**Fuente:**
* * *

Se cumplen 120 años de la instauración formal del Estado Nacional cubano, de la proclamación de la República de Cuba con los atributos correspondientes a esa condición, cuando la bandera cubana se izó en todos los edificios públicos y también, por iniciativa popular, en muchas casas y sitios particulares.
Fue un día de celebración, de fiesta, aunque también de dudas, de temores, de incertidumbres: ¿Cómo sería el futuro de las relaciones entre Cuba y los Estados Unidos dentro del marco de la Enmienda Platt? ¿Podría Cuba mantener su independencia en aquellas condiciones? ¿La república sería la consagración de lo pensado por los grandes líderes independentistas o por el mambisado? ¿Prevalecería un pensamiento de transformación de la sociedad o uno conservador, de inmovilismo? ¿Cómo incidiría la Enmienda en los asuntos internos de Cuba?
Estas y otras muchas interrogantes se abrían entonces para quienes vivían ese día significativo, pero solo el decurso de los acontecimientos daría respuesta a ellas, aunque para muchos era solo un día de fiesta en el que se había llegado a la meta. No obstante, había una historia precedente que condicionaba esas preguntas.
La guerra iniciada en 1895 surgía con un programa de la revolución que habría de hacerse en Cuba, explicativo en la medida de lo posible, a través del llamado Manifiesto de Montecristi que habían firmado el Delegado del Partido Revolucionario Cubano y el General en Jefe del Ejército Libertador, José Martí y Máximo Gómez; no obstante, para la gran masa de combatientes el objetivo inmediato era la independencia de Cuba.
En el transcurso de la guerra, habría otras tendencias entre los representantes en la estructura política, es decir, el Consejo de Gobierno, en lo que incidió la muerte en combate de algunos de los principales líderes iniciales, así como las combinaciones de fuerzas que se fueron estructurando en torno a esa dirigencia, lo que implicaba miradas y objetivos diferentes en cuanto a la República que habría de instaurarse.

* * *

**Lista de tareas:**
[1] Según el texto sobre la proclamación de la República de Cuba, ¿quiénes firmaron el Manifiesto de Montecristi?
[2] Copia del texto sobre la proclamación de la República de Cuba el pasaje de "En el transcurso" a "habría de instaurarse.", y cambia "combate" por "batalla".
Las entradas no tienen ningún papel en esto.

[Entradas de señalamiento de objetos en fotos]
* * *

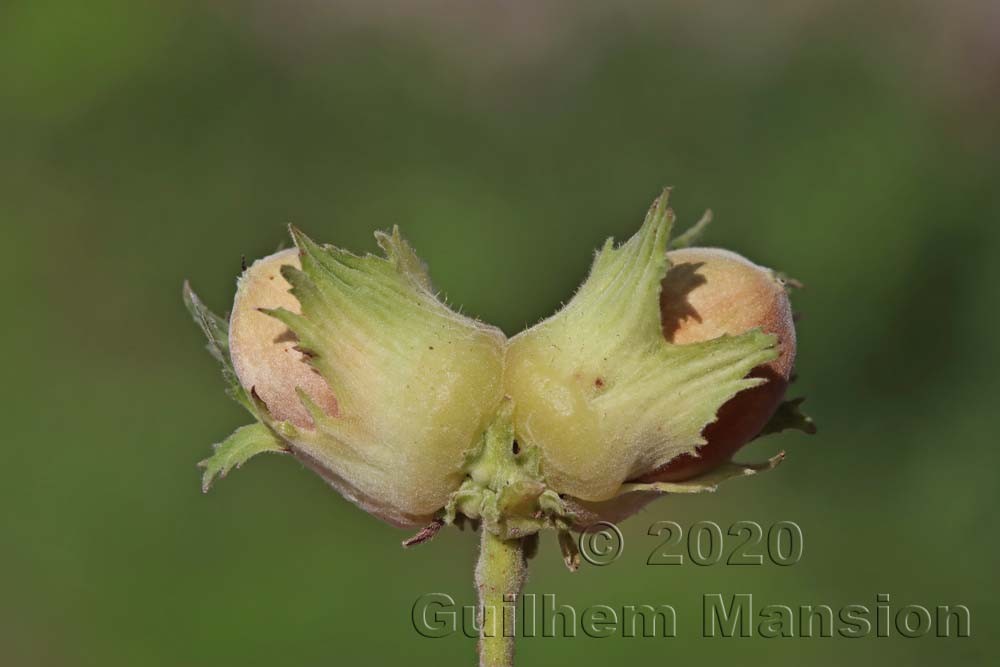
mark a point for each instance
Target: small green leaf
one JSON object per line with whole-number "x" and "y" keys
{"x": 789, "y": 416}
{"x": 234, "y": 451}
{"x": 216, "y": 330}
{"x": 693, "y": 234}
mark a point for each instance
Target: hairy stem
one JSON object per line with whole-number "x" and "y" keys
{"x": 500, "y": 575}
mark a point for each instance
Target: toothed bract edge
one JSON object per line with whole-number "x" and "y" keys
{"x": 411, "y": 384}
{"x": 599, "y": 390}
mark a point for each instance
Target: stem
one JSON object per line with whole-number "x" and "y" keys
{"x": 500, "y": 575}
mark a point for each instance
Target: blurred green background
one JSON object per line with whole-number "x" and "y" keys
{"x": 853, "y": 147}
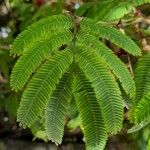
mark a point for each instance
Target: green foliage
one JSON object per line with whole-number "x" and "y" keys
{"x": 50, "y": 51}
{"x": 56, "y": 109}
{"x": 140, "y": 111}
{"x": 91, "y": 117}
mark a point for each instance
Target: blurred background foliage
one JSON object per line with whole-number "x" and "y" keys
{"x": 129, "y": 16}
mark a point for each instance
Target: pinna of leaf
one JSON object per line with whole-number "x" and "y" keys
{"x": 50, "y": 77}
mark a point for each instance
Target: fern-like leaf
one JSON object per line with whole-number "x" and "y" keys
{"x": 106, "y": 89}
{"x": 39, "y": 30}
{"x": 142, "y": 110}
{"x": 112, "y": 35}
{"x": 91, "y": 118}
{"x": 56, "y": 109}
{"x": 33, "y": 57}
{"x": 114, "y": 63}
{"x": 41, "y": 86}
{"x": 142, "y": 77}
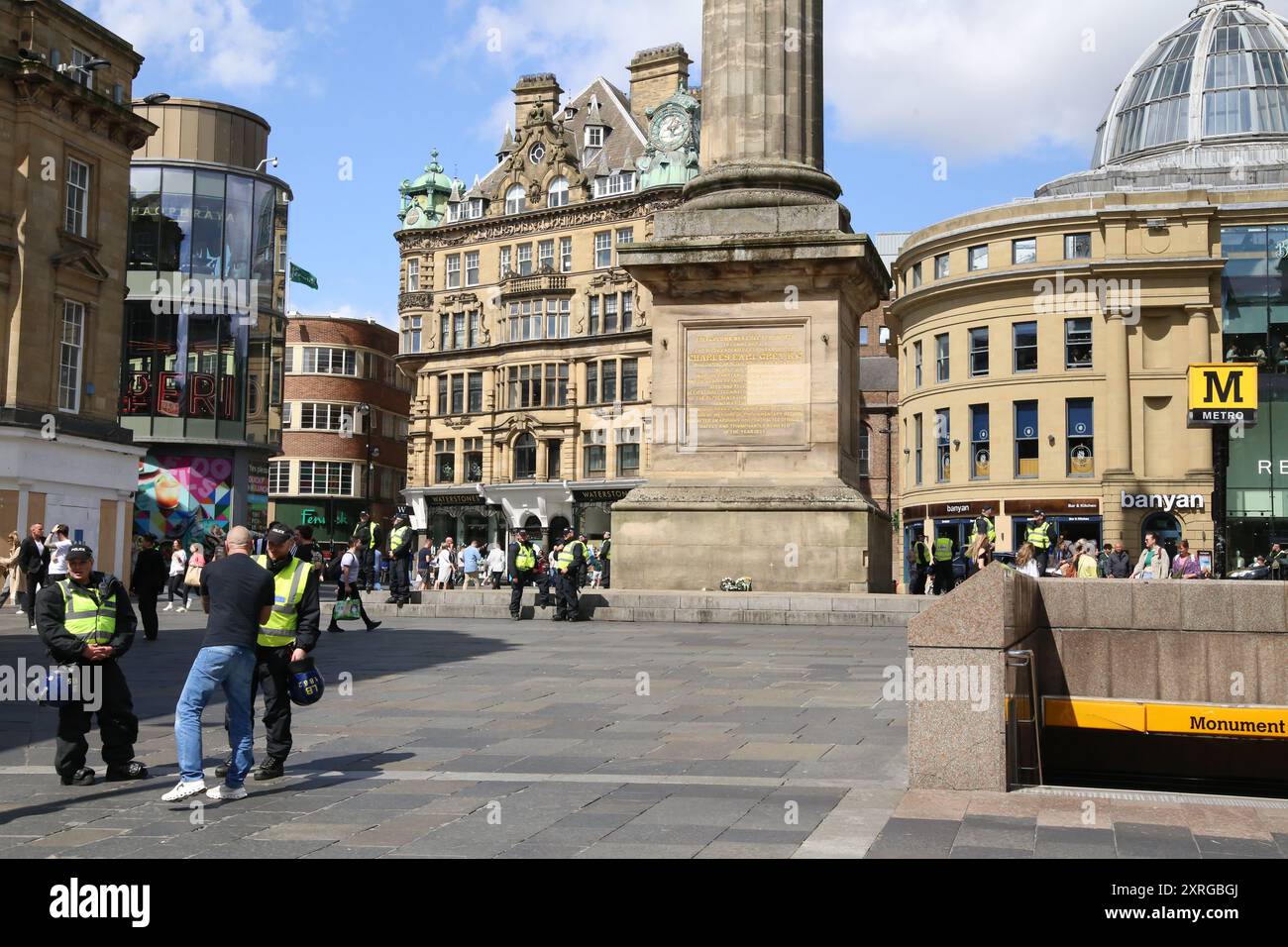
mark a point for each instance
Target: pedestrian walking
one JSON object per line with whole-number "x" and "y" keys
{"x": 178, "y": 571}
{"x": 472, "y": 565}
{"x": 287, "y": 637}
{"x": 1120, "y": 562}
{"x": 446, "y": 564}
{"x": 11, "y": 575}
{"x": 1153, "y": 561}
{"x": 58, "y": 547}
{"x": 85, "y": 620}
{"x": 1026, "y": 561}
{"x": 605, "y": 557}
{"x": 349, "y": 587}
{"x": 496, "y": 565}
{"x": 147, "y": 581}
{"x": 34, "y": 561}
{"x": 945, "y": 577}
{"x": 1039, "y": 535}
{"x": 571, "y": 566}
{"x": 402, "y": 543}
{"x": 425, "y": 565}
{"x": 522, "y": 561}
{"x": 239, "y": 595}
{"x": 1185, "y": 566}
{"x": 1086, "y": 564}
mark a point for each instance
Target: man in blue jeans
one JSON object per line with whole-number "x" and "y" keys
{"x": 237, "y": 595}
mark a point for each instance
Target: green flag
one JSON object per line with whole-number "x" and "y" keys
{"x": 303, "y": 275}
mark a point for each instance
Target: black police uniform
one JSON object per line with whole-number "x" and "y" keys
{"x": 117, "y": 724}
{"x": 568, "y": 582}
{"x": 273, "y": 669}
{"x": 519, "y": 579}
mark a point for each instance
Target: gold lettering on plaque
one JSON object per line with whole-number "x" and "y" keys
{"x": 747, "y": 386}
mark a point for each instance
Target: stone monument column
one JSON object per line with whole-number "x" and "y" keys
{"x": 758, "y": 283}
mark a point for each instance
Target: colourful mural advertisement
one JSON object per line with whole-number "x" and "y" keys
{"x": 183, "y": 497}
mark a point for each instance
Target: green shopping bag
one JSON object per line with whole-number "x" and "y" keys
{"x": 349, "y": 609}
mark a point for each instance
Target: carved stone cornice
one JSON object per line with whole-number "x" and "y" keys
{"x": 570, "y": 217}
{"x": 415, "y": 300}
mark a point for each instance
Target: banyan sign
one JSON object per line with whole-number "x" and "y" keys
{"x": 1223, "y": 395}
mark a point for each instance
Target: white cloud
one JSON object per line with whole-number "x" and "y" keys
{"x": 984, "y": 78}
{"x": 218, "y": 43}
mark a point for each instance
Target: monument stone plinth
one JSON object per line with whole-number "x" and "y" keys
{"x": 758, "y": 285}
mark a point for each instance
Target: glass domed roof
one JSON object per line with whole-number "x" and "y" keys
{"x": 1222, "y": 76}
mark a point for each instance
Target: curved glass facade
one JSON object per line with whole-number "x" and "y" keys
{"x": 1227, "y": 65}
{"x": 205, "y": 321}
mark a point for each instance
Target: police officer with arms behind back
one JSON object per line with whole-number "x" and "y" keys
{"x": 522, "y": 562}
{"x": 402, "y": 544}
{"x": 1041, "y": 534}
{"x": 572, "y": 567}
{"x": 945, "y": 579}
{"x": 86, "y": 620}
{"x": 921, "y": 562}
{"x": 372, "y": 535}
{"x": 290, "y": 634}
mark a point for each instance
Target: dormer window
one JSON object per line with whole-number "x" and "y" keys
{"x": 515, "y": 200}
{"x": 614, "y": 184}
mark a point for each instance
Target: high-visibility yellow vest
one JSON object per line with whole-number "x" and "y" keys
{"x": 85, "y": 617}
{"x": 992, "y": 530}
{"x": 397, "y": 536}
{"x": 287, "y": 592}
{"x": 568, "y": 554}
{"x": 526, "y": 558}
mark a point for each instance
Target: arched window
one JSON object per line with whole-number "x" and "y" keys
{"x": 515, "y": 200}
{"x": 526, "y": 458}
{"x": 558, "y": 192}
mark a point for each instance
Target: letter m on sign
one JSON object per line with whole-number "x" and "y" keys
{"x": 1219, "y": 392}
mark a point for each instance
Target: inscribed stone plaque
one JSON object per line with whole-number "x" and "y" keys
{"x": 746, "y": 386}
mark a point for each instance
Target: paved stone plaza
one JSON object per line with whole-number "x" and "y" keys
{"x": 488, "y": 738}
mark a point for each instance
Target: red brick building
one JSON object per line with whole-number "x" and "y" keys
{"x": 344, "y": 427}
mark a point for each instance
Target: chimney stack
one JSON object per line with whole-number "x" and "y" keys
{"x": 541, "y": 89}
{"x": 656, "y": 73}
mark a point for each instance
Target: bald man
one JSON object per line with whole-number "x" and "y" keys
{"x": 239, "y": 596}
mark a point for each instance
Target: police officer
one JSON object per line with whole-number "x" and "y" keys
{"x": 522, "y": 561}
{"x": 986, "y": 525}
{"x": 605, "y": 557}
{"x": 372, "y": 535}
{"x": 86, "y": 620}
{"x": 290, "y": 634}
{"x": 1039, "y": 534}
{"x": 572, "y": 567}
{"x": 921, "y": 562}
{"x": 402, "y": 544}
{"x": 945, "y": 579}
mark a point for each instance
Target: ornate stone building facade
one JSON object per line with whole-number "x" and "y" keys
{"x": 65, "y": 137}
{"x": 529, "y": 344}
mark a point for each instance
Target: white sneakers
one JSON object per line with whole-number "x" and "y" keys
{"x": 226, "y": 792}
{"x": 184, "y": 789}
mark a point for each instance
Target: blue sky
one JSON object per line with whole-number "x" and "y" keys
{"x": 1004, "y": 93}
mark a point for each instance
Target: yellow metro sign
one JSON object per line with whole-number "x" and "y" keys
{"x": 1223, "y": 394}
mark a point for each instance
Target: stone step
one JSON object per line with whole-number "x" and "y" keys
{"x": 734, "y": 608}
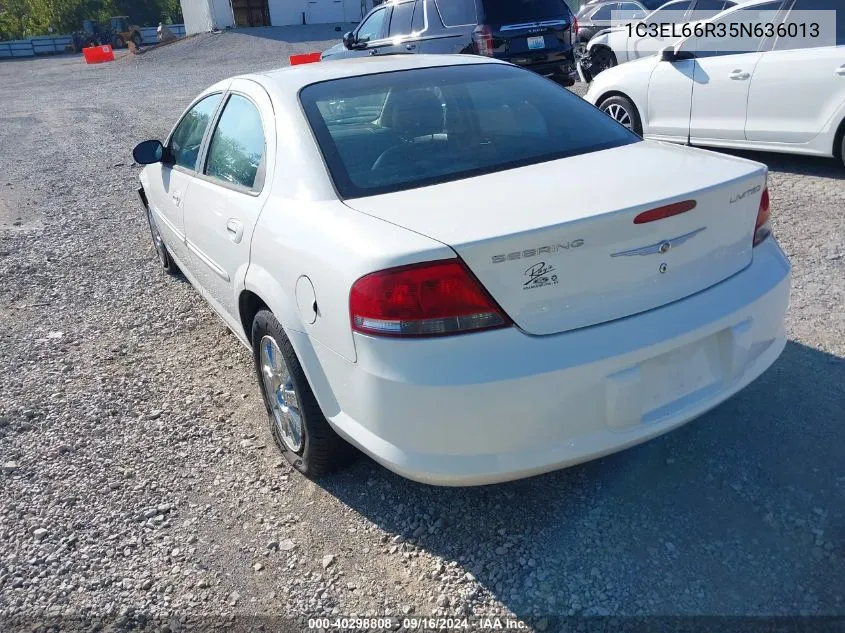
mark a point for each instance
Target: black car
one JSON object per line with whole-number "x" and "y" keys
{"x": 536, "y": 34}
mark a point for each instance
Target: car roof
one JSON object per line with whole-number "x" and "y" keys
{"x": 294, "y": 78}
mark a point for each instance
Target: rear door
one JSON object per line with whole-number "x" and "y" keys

* * *

**Respuestas por tarea:**
[1] José Martí y Máximo Gómez.

[2]
En el transcurso de la guerra, habría otras tendencias entre los representantes en la estructura política, es decir, el Consejo de Gobierno, en lo que incidió la muerte en batalla de algunos de los principales líderes iniciales, así como las combinaciones de fuerzas que se fueron estructurando en torno a esa dirigencia, lo que implicaba miradas y objetivos diferentes en cuanto a la República que habría de instaurarse.